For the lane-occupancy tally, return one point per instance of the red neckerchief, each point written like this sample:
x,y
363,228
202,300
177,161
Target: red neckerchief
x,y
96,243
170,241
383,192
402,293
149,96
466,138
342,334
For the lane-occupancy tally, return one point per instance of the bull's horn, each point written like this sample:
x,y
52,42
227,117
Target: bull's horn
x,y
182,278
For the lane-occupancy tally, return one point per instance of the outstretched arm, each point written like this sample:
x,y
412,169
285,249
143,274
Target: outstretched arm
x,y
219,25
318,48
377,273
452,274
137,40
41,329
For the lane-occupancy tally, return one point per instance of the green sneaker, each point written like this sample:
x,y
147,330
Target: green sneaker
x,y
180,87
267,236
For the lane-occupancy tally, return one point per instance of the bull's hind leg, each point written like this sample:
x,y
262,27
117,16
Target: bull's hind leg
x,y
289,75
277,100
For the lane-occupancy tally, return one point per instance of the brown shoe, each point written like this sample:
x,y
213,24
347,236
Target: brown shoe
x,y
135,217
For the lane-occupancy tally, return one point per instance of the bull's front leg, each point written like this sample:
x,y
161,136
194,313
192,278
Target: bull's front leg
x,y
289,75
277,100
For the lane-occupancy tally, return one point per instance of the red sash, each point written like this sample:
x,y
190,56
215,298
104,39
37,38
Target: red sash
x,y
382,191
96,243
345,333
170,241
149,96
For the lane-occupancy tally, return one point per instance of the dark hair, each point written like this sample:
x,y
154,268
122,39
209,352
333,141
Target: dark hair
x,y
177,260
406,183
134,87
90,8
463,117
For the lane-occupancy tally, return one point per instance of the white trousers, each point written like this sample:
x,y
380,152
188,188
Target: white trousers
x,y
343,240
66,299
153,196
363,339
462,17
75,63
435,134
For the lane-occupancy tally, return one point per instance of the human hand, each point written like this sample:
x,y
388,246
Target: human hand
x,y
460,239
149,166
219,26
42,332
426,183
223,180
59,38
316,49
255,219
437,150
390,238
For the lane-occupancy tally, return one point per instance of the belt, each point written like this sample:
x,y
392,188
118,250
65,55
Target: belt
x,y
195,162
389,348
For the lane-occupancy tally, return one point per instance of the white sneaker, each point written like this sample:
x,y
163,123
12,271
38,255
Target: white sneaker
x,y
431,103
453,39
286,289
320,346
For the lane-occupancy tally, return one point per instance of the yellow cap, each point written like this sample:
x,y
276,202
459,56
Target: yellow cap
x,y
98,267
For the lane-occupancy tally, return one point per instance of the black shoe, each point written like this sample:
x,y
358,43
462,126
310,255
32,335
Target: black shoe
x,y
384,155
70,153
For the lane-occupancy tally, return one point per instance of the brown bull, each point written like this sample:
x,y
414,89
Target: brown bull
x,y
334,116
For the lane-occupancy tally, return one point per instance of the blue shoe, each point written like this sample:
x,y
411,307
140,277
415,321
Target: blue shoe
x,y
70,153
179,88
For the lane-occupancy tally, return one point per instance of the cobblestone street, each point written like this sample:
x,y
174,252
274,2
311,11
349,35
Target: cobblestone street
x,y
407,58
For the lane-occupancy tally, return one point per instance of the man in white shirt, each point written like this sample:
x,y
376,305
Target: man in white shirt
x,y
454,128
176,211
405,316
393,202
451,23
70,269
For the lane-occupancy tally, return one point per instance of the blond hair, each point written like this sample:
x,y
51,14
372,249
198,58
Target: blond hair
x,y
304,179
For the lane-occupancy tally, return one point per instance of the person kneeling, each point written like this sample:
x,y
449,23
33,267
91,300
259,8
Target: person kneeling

..............................

TASK BRIEF -
Reproduce every record exactly, line by line.

EXERCISE RESPONSE -
For the lane-occupancy tally, return one point per instance of the red neckerchief, each point written like this sample:
x,y
363,228
202,300
177,161
Target: red neckerchief
x,y
96,243
170,241
383,192
402,293
149,96
466,138
342,334
For the lane-occupancy tally, return one point per instance of the bull's horn, each point written like this sample:
x,y
52,42
227,117
Target: bull's horn
x,y
182,278
For the lane-occupancy tally, return one point per instance of the outstretched arm, each point written like this sample:
x,y
412,169
285,249
143,274
Target: outstretched arm
x,y
219,25
318,48
377,273
452,274
137,40
41,329
For the lane-occupancy tally, return one point per instance of the green sneaker, each point written like this sample:
x,y
147,330
Target: green sneaker
x,y
180,87
267,236
For the lane-occupancy tally, return one point per instance of the bull's hind leg, each point written like this sample:
x,y
262,27
117,16
Target: bull's hind leg
x,y
289,75
277,100
For the lane-occupancy tally, return one point per instance of the brown shoe, each point written like this sample:
x,y
213,24
347,236
Target: brown shoe
x,y
135,217
For the lane-occupancy tally, return one point per instance of the bull's front leg, each point written like this sample:
x,y
161,136
194,313
192,278
Target: bull's front leg
x,y
289,75
277,100
For the lane-occupancy tally, return one point per instance of the red sash, each point written like this sample:
x,y
190,56
215,298
104,39
37,38
Target: red sash
x,y
382,191
96,243
345,333
170,241
149,96
For the lane-occupancy tally, return one point per instance of the dark hair, each point written like this sample:
x,y
154,268
122,39
209,352
333,141
Target: dark hair
x,y
177,260
406,183
134,87
90,8
463,117
For the lane-occupancy tally, return one point per instance of the white trousers, each point written like this sample:
x,y
380,152
188,188
Target: white trousers
x,y
343,240
66,299
153,196
363,339
462,17
75,63
435,134
For the lane-occupancy tally, return one point per instance of the human hand, each point written like this sample:
x,y
388,246
Target: human hand
x,y
460,239
149,166
219,26
42,332
426,183
223,180
59,38
316,49
255,219
437,150
390,238
For the lane-occupancy tally, return one point per instance of the belt, each point written like this sample:
x,y
392,188
118,250
65,55
Target: belt
x,y
195,162
389,348
For the lane-occupancy tally, return one point per instance of the white sneaker, each point written like this sample:
x,y
163,123
12,271
38,255
Target: white sneaker
x,y
431,103
453,39
286,289
320,346
For the lane-occupancy tally, return one point per instance of the yellow cap, each point written like this sample:
x,y
276,202
459,56
Target: yellow cap
x,y
98,267
For the lane-occupancy tally, return one point per instance of the black shoe, each point written like this sample:
x,y
358,43
462,126
310,255
32,335
Target: black shoe
x,y
384,155
70,153
For the lane-occupancy tally, return one point per instance of the brown bull, each point written like this sample:
x,y
414,89
Target: brown bull
x,y
334,116
For the lane-occupancy tally, return one point per instance of the blue shoe, each point written like this sample:
x,y
411,307
140,277
415,321
Target: blue shoe
x,y
70,153
179,88
For the lane-occupancy tally, return one point per instance of the cobblestone street, each point written like this sample:
x,y
174,252
274,2
311,11
349,35
Target: cobblestone street
x,y
407,58
For the lane-occupancy tally, return one point per instance of the man in white shirt, each point written like this sample:
x,y
376,305
Target: man in white shirt
x,y
454,128
176,211
405,316
393,202
451,23
70,269
For the lane-occupancy tally, return one point per instance of the blond hair, each point written like this sample:
x,y
51,14
372,249
198,58
Target: blond hair
x,y
304,179
For the lane-occupancy tally, return one point per instance of the person kneeling, each point written like this sample:
x,y
449,23
33,267
91,300
259,8
Target: person kneeling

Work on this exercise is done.